━━━━━ Passagem transcrita
O que mais se ouve enquanto vamos envelhecendo é «isto já não é como dantes». Certo. Embora, convenhamos, por vezes nunca tenha sido «como foi».
A verdade é que eu nunca fui autor a sério. Consigo, facilmente, separar «autores que são» dos restantes. Porque são tão poucos que sobressaem naturalmente.
Ser um autor tem a ver com postura e entendimento. O entendimento decorre da forma como percebemos a literatura: salva ou não salva a nossa vida? E quando digo nossa, digo dele, não minha. O «autor que é» não quer saber da minha vida de leitor para nada. É egoísta, egocêntrico e cheio de si. Tudo elogios. Quer apenas saber se cada verso ou parágrafo o salvam do tempo que decorre e passa por ele. Apenas isso.
A postura surge como aproximação à coisa editorial e literária. Ao cuidado e à importância que dão a cada aspeto do livro, ao contacto com outros autores, ao chamado «meio literário». Mesmo que seja para se quererem fora dele.
Eu sou, como quase todos somos, um escritor. Mas não sou um «autor que é». Escrevo, apaixono-me mais ou menos por cada texto – neste momento ando enamorado por um novo projeto romanesco – mas não vejo na literatura a minha salvação. Vejo uma parte feliz do que vou fazendo. Há muitos anos, tive até a irreverência de dizer que escrevia para ser feliz. Não, um «autor que é» escreve porque o tem de fazer – feliz ou triste, não interessa. A comichão nas costas de que o Manuel António Pina falava, que o obrigava a coçar / escrever, nunca desaparece. E, se desaparece, aparece imediatamente do outro lado a depressão porque se perdeu a razão para viver. Um «autor que é» respira frases em vez de oxigénio. Eu, não.
E um «autor que é» dedica-se a perceber que o seu trabalho vale. Como dantes, e aí o começo da crónica. Quando o mundo era feito de muitos «autores que eram», desinteressados nas páginas do Facebook e interessados em escrever cartas e cartões e dedicatórias. Tem um cuidado enorme nestas últimas, nas organizações ou traduções que possa fazer. Ele sabe que cada coisa destas é como um pedaço de si que se espalha – pode não ser o núcleo de que se orgulha, mas é parte lateral que o enobrece. Não a ele: o «autor que é» é tudo isso que já disse – egoísta e egocêntrico – mas para realçar o texto, sempre. No fundo, o «autor que é» esquece o egocentrismo para se tornar literarocêntrico, isso sim.
━━━━━━━━━━
━━━━━ Dados extraídos
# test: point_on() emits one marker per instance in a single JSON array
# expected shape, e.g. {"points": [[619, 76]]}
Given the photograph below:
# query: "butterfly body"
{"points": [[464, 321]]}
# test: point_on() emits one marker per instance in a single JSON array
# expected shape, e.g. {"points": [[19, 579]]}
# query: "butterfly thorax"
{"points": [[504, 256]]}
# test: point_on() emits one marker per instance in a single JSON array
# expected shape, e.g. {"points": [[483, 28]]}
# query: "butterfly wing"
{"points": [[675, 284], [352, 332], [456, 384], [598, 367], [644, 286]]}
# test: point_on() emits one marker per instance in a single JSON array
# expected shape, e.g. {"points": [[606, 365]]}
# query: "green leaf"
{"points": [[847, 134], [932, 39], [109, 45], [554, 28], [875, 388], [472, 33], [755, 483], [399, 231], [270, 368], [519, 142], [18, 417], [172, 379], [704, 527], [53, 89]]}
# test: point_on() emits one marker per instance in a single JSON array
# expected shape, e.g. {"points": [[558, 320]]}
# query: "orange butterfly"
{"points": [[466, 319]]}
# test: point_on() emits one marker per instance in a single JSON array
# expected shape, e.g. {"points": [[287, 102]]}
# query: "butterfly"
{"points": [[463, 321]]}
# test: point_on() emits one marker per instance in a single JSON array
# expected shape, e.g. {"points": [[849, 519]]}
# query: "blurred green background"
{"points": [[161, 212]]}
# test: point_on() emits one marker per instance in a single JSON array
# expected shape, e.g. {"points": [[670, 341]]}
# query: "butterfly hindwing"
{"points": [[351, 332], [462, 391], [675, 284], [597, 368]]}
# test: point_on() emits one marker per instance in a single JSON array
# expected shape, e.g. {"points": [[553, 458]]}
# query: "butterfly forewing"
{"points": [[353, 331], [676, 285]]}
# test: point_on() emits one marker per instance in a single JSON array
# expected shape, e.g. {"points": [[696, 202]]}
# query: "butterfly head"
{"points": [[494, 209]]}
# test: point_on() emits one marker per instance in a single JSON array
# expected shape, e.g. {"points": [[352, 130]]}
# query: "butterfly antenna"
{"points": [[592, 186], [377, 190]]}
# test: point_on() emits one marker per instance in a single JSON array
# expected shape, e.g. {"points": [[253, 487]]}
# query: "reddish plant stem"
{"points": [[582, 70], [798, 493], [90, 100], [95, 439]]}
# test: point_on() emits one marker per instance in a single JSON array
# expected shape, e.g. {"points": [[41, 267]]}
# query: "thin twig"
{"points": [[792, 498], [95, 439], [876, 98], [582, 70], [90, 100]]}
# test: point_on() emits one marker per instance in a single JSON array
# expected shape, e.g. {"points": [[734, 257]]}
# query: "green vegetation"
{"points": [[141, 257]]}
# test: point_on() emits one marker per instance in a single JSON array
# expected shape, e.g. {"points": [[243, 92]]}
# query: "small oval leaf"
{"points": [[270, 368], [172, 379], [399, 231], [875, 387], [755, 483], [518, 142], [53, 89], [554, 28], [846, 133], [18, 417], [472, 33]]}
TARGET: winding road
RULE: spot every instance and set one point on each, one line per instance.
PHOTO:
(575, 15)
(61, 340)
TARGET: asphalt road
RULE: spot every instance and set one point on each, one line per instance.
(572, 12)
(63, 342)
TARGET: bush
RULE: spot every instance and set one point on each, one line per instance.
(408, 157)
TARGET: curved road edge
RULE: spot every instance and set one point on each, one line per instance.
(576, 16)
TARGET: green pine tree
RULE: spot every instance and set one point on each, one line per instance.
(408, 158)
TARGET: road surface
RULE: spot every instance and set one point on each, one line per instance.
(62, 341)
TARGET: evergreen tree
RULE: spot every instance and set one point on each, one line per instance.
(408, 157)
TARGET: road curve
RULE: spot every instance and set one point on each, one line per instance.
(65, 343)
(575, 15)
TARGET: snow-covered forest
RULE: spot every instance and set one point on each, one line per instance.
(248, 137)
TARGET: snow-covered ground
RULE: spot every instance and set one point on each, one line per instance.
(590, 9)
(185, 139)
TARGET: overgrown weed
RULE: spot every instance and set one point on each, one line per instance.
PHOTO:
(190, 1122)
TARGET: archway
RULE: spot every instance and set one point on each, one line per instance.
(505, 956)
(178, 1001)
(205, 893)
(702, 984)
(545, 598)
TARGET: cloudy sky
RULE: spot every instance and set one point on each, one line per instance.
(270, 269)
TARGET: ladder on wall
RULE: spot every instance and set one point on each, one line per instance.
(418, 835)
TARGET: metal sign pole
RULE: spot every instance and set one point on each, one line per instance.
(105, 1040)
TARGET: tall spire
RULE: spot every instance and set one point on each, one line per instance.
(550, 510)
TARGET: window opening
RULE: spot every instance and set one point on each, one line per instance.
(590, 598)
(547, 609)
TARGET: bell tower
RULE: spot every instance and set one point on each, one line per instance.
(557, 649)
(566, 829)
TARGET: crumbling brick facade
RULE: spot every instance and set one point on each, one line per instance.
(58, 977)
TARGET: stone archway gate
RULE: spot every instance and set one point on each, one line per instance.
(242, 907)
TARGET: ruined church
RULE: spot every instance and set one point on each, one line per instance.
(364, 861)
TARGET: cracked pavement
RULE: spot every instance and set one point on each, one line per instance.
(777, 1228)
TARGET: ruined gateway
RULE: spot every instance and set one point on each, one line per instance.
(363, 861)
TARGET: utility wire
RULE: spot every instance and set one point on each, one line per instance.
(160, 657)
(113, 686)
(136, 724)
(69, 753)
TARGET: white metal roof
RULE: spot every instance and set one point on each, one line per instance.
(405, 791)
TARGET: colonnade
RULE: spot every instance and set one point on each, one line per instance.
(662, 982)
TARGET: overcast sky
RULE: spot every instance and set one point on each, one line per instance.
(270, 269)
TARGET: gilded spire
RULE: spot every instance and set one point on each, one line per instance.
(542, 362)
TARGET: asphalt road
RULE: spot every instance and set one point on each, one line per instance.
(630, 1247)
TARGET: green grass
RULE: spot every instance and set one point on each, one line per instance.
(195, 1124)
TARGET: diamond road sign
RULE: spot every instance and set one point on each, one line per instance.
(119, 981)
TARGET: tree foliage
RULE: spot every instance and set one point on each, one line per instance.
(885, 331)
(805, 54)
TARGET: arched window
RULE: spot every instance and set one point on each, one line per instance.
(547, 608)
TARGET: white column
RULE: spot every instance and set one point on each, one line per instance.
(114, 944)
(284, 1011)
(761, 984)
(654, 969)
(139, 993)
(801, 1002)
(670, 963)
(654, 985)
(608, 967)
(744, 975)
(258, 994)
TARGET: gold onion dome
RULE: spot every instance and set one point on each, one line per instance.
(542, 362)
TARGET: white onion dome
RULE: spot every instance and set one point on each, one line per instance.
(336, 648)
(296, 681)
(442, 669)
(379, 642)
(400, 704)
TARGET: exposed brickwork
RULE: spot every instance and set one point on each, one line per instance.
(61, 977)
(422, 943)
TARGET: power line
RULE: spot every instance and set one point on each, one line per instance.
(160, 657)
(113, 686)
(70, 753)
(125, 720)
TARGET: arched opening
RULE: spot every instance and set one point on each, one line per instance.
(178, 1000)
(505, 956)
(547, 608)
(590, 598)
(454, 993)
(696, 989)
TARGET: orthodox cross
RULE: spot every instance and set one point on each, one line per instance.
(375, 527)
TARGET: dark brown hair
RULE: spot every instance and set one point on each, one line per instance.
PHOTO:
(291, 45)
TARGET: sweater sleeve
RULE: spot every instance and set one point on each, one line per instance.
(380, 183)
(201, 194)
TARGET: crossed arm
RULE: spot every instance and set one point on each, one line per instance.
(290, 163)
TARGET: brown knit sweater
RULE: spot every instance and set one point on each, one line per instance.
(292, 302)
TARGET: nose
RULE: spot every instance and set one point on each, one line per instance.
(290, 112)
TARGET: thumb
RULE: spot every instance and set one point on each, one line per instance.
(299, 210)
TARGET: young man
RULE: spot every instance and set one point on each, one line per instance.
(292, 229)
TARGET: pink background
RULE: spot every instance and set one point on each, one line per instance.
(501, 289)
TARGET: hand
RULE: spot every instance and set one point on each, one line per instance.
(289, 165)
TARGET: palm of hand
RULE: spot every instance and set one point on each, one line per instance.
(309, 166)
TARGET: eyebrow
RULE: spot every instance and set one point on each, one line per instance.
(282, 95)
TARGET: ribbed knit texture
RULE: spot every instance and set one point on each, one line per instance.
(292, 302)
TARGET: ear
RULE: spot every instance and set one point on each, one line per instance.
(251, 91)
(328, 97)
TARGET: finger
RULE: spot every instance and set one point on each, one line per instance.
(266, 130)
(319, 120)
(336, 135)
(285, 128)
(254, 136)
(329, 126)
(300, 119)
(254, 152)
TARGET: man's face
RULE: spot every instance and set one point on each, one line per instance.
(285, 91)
━━━━━━━━━━
> [Exercícios propostos]
1 > Indique se cada afirmação concorda com a crónica, respondendo sim ou não e citando as palavras decisivas: (a) quem escreve a crónica declara-se um «autor que é»; (b) a postura inclui o contacto com outros autores; (c) o «autor que é» escreve para ser feliz.
2 > Prossiga a crónica a partir da última frase apresentada.
Os registos não têm qualquer papel aqui.

> [Respostas]
1 >
(a) Não: «Mas não sou um «autor que é».»
(b) Sim: «ao contacto com outros autores»
(c) Não: «um «autor que é» escreve porque o tem de fazer – feliz ou triste, não interessa.»

2 >
Há poucos. Conheço poucos. António Lobo Antunes, claro. E João Luís Barreto Guimarães.
É um poeta raro. Da circunstância. Do cuidado pela sílaba (veja-se em baixo como se chama a nova antologia). Do cuidado pela dedicatória e por tudo o que é lateral e circunstancial ao verso. Porque o verso circunstancial é, para ele, a essência de um poema. É um «autor que é». Sabe que cada verso lhe salva a vida. É uma simpatia literarocêntrica, sem egoísmo nenhum. É um «autor que é» sem ser um autor como os que foram, depressivos, com a postura de quem entende a importância do que persegue. Talvez por ser médico – ele sabe que aqueles «escritores que não são tanto» talvez um dia ainda venham a ser. E ele só tem de ir aproximando a sua medicação em verso.
Tive a honra de o editar, há uns anos. Um livro maravilhoso e sempre cuidado. Ofereceu‑me o caderno original onde o escreveu, que guardo como uma relíquia – percebi logo o autor que era e é. Espero ter estado à altura dele. Porque um «autor que é» detesta «editores que não são».
O Tempo avança em Sílabas de João Luís Barreto Guimarães
Publicado em fevereiro de 2019 pela Quetzal, depois de impresso no Bloco Gráfico.